#### Problems to work on
1. Answer these from the text on Bachelard and drawing, marking each answer with its letter:
(a) What does the text say all matter does?
(b) During the act of drawing, what does the artist focus on?
(c) What do the resultant drawings retain?
2. Summarize the text on Bachelard and drawing in two sentences.
3. Carry on the text on Bachelard and drawing, picking up after its final sentence.

#### Text extract
-.-.-
Resonances/Reverberations (Bachelard) as the performativity between things and of the innate reversibility of inside and outside, such that intimate spaces loose their clarity, whilst exterior spaces loose their sense of void.


For Bachelard, inside and outside, as experienced by the imagination can no longer be taken in their simple reciprocity, consequently by choosing  more concrete, more phenomenologically exact implications/inceptions, we shall come  to realize that the dialectics of inside and outside multiply with countless diversified nuances.


All matter vibrates, causing correspondences between people, things in movement with each other.


Making/Matter/Intervening.

Drawings that are intimately tied/underpin/inquiry/situate into your emotions/sociological self.


Social Contexts Making Artistic Creation.



During the act of drawing, the artist focuses on the physicality, movement, and gesture of their body , or the bodies of others. The resultant drawings work as documentation of the performance, they retain the indexical trace of the performance that produced them.
-.-.-
#### Given data
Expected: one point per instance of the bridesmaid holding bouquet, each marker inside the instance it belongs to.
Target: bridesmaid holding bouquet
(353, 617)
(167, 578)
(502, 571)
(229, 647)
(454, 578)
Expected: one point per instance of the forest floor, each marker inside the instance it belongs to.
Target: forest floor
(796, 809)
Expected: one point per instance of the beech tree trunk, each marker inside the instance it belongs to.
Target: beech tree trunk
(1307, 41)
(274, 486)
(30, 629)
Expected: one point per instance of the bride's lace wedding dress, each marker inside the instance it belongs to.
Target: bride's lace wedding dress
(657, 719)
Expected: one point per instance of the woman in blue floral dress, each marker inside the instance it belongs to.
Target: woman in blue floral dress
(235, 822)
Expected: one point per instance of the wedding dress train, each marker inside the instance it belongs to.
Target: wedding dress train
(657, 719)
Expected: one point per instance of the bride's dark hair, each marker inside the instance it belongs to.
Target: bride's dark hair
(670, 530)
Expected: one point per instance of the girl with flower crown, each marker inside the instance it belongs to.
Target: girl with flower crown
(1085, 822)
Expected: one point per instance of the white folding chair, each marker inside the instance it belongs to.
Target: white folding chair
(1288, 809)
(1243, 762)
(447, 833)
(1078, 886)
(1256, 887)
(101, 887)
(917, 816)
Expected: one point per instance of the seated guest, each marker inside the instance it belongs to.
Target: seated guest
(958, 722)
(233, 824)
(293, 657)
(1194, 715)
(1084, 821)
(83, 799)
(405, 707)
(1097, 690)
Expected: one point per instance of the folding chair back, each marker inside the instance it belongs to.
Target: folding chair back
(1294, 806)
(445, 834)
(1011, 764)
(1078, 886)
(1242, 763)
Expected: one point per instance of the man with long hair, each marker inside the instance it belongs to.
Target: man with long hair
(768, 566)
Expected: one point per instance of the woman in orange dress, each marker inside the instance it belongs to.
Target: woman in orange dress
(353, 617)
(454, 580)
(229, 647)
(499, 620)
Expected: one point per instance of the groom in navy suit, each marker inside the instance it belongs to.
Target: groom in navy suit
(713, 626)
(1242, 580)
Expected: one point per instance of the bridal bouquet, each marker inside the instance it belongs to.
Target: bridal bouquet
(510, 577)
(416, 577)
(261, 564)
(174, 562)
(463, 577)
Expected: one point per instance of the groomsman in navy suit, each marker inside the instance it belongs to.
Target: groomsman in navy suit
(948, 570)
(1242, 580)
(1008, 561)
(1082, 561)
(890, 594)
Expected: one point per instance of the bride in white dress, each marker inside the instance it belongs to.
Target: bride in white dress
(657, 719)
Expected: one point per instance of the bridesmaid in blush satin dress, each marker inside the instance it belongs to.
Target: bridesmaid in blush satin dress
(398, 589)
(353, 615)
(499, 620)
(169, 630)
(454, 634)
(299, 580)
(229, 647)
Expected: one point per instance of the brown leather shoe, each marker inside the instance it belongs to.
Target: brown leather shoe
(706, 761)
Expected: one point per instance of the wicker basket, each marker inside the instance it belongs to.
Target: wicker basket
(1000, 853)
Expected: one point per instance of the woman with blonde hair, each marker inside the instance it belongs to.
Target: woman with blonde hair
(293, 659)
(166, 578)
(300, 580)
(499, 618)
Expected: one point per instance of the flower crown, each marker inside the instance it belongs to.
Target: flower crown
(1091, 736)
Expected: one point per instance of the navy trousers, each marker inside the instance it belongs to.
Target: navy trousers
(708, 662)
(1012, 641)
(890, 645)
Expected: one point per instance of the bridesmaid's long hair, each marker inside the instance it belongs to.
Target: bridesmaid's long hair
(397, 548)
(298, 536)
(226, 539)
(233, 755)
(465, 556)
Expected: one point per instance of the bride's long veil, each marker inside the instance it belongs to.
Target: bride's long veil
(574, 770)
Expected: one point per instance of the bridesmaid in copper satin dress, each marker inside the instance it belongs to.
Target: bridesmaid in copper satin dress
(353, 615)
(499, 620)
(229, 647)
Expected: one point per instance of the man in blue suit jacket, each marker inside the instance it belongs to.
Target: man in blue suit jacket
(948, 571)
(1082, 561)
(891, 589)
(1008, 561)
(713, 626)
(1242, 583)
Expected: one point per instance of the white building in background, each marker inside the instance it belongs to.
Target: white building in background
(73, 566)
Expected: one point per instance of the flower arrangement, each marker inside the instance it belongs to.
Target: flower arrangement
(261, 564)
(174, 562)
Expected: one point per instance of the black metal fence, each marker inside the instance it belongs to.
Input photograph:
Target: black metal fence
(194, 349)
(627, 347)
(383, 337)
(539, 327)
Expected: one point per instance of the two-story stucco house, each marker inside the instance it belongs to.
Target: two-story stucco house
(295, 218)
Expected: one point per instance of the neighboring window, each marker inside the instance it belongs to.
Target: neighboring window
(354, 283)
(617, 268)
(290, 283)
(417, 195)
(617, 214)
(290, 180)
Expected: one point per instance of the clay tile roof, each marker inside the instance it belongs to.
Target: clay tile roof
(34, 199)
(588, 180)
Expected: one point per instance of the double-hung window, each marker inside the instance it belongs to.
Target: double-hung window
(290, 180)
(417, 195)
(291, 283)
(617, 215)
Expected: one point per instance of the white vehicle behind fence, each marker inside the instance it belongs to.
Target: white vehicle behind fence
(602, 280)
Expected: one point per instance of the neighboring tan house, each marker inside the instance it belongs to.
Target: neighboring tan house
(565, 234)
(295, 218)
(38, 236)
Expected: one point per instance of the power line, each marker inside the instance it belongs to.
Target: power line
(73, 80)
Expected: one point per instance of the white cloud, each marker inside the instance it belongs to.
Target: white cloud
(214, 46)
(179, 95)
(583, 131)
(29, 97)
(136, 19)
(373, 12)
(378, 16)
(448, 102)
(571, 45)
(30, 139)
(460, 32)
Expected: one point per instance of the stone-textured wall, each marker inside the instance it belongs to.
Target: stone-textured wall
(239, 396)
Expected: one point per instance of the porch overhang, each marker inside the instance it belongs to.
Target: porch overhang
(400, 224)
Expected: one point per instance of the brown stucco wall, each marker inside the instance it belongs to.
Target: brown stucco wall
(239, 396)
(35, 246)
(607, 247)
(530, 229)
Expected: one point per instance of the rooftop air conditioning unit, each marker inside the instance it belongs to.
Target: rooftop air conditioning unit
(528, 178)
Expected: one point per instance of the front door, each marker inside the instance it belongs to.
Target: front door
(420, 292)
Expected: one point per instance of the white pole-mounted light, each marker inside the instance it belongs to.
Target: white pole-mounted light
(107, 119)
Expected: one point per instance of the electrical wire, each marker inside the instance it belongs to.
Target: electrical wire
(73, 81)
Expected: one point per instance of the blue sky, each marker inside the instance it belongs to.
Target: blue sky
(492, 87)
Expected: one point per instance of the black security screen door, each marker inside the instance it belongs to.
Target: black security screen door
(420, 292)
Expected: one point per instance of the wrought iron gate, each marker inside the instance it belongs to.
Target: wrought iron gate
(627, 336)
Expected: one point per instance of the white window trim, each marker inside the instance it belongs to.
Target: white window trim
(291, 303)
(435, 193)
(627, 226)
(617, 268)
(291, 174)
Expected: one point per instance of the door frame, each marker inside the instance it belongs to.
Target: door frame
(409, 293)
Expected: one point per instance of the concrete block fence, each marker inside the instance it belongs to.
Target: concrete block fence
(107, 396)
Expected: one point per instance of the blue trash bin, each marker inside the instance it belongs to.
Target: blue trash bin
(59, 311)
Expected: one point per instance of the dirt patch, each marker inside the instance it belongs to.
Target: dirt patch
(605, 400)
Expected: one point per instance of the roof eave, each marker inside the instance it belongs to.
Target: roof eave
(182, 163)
-.-.-
#### Written answers
1.
(a) All matter vibrates, causing correspondences between people, things in movement with each other.
(b) The physicality, movement, and gesture of their body, or the bodies of others.
(c) The indexical trace of the performance that produced them.

2. For Bachelard, inside and outside as experienced by the imagination can no longer be taken in their simple reciprocity, and their dialectics multiply with countless diversified nuances. During drawing, the artist focuses on the physicality, movement, and gesture of the body, and the resulting drawings document the performance by retaining its indexical trace.

3.
Drawing practices that are performative, inspired by the uncertain and changeable nature of both our social context and artistic creation.


Performative Drawing explores drawing as a consequence of a residue of a performance or event, as such it is very process oriented, doing things with unknown or unfolding outcomes.


The experiences and knowledges of the body.

Drawings that remain in the  exploratory realm of drawings.


The Drawing needs to be 'read' forward into an ongoing generative movement that is once itinerant, improvisatory and rhythmic. 


Corporeality  in Drawing.

Situated Awareness/Attraction.


Drawing onto the openness of the resonances of bodies.


The Radical Nude, Egon Schiele.

A creative corpus of extreme representations of the human body that  show an ambivalent treatment of sexuality, creation and death.


The Nietzschean Perspective.

Nietzsche explains that ever art, every philosophy may be viewed as a remedy and an aid in the  service of growing and struggling life; they always presuppose suffering and sufferers.






A Philosophy of The Body.

Schiele experimented to see how he could represent the experiences and knowledges of the body by using his own body as an object and as a tool for experimentation.


For Nietzsche, to what extent can truth endure incorporation? That is the question, that is the experiment. This evokes both gleaning the truths of the fleshy and making something lived corporeally, truth is now of and in the body. The body is the source of the soul and of our most valuable forms of knowing.


The naked, primal vulnerability that has been socially and culturally manipulated turning the naked into the nude.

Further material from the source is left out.